● **Work request**
Pictures stay out; everything else in the listing below is to be restated word for word.

● ● ●

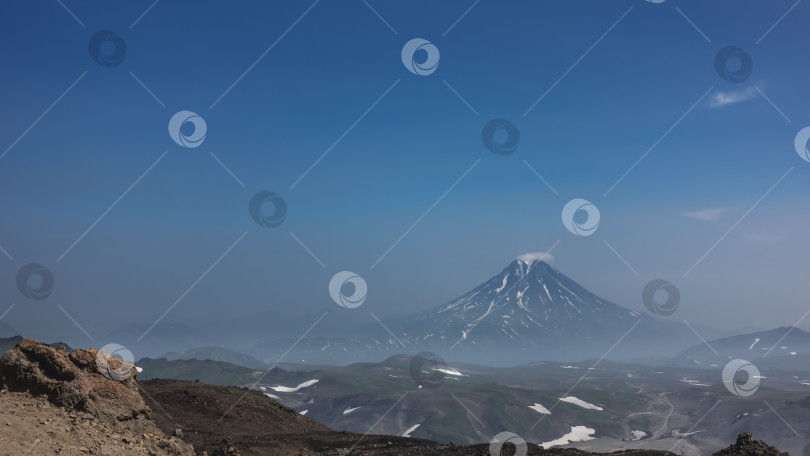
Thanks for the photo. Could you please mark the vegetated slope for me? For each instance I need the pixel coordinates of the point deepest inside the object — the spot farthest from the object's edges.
(779, 342)
(206, 371)
(217, 354)
(257, 425)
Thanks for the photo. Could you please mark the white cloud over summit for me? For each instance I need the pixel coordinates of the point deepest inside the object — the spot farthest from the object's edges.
(536, 256)
(718, 99)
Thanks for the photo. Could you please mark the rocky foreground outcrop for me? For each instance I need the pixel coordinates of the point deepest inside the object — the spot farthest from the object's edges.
(747, 446)
(85, 402)
(99, 409)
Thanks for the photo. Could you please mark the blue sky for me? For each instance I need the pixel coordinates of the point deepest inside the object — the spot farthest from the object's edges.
(626, 92)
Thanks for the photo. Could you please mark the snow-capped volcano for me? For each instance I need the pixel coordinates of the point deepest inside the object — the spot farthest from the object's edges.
(529, 302)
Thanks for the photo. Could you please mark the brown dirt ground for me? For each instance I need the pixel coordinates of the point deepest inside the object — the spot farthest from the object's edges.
(258, 425)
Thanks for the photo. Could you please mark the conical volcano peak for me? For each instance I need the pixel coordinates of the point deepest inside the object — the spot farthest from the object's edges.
(532, 263)
(535, 257)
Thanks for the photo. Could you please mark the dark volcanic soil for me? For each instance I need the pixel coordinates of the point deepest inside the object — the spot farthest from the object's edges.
(258, 425)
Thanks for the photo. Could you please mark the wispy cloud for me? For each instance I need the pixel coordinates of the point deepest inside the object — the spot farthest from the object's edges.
(763, 237)
(709, 215)
(536, 256)
(718, 99)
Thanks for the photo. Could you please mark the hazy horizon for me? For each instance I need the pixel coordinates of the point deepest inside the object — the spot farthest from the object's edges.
(384, 172)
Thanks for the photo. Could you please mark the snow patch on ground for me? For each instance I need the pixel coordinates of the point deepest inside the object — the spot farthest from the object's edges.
(287, 389)
(638, 435)
(577, 434)
(540, 409)
(580, 402)
(449, 371)
(410, 429)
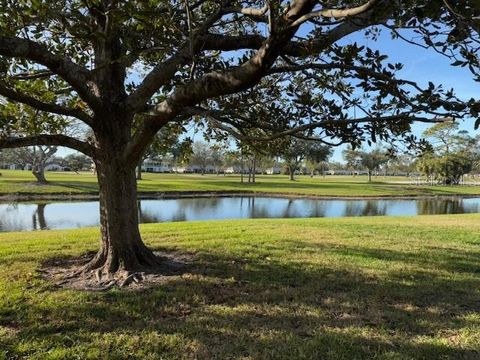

● ● ●

● **Exercise solution**
Thanks for the photo. Could you please mark the vegetated slope for me? For each instance I need the pixel coordinates of the point deepest inside the object — the spot farthest from the object's edges.
(779, 342)
(206, 371)
(217, 354)
(257, 425)
Thanks for the photo. Could you please mark the white cloud over summit for me? For each instance I need the pixel coordinates of the point deepest inside the object — the spot farthest from the object's edges.
(536, 256)
(718, 99)
Thanks for the photo. Could you please mark the rocky foreground outcrop for me? For each instance I need the pixel coordinates of the point deepest inside the object — the spot farthest from the object's edges.
(747, 446)
(85, 402)
(99, 409)
Thanks for the photo. Could you please mark the blue sky for me? For each instance I need the pixel coordinates of the point deepest inside the object — the spot farthest from the object's edges.
(626, 92)
Thanks for the photo. Could you please mark the snow-capped volcano for me? For each instance I need the pixel coordinates of the point deepest inside the object — the spot farthest from the object's edges.
(529, 302)
Thanks for the photo. Could you please mark the brown dirt ground for me? For each instance I need the pixel coordinates of the point deepest inside the object — the spot farthest from the object's edges.
(258, 425)
Thanks for the photo. Could you please mark the conical volcano peak for me? For each instance I need the pixel coordinates of the point deepest inside the object — the spot farthest from the object's edges.
(532, 263)
(535, 257)
Thanks for the photo. Could you please mark the dark volcanic soil for me? For each instance I need the pixel coordinates of the point deepest inside the object — the spot farthest from the object's edges.
(258, 425)
Thanks for the photo. Could you please mark the wispy cloud for me? For each instance I need the pixel coordinates of the point deepest inside the object — the spot farthest from the object's edges.
(763, 237)
(709, 215)
(536, 256)
(718, 99)
Thanks for the photo. Could you please mark the hazy horizon for me? For each instance I need the pixel coordinates of the point deepest inside the object — the spot farthest from the object's edges.
(384, 172)
Thanks for the photo. Could you please mark the snow patch on ground for me? For each instance I need the pixel coordinates of the point deepest inside the object — the spot farthest from the object's edges.
(287, 389)
(638, 435)
(577, 434)
(540, 409)
(580, 402)
(449, 371)
(410, 429)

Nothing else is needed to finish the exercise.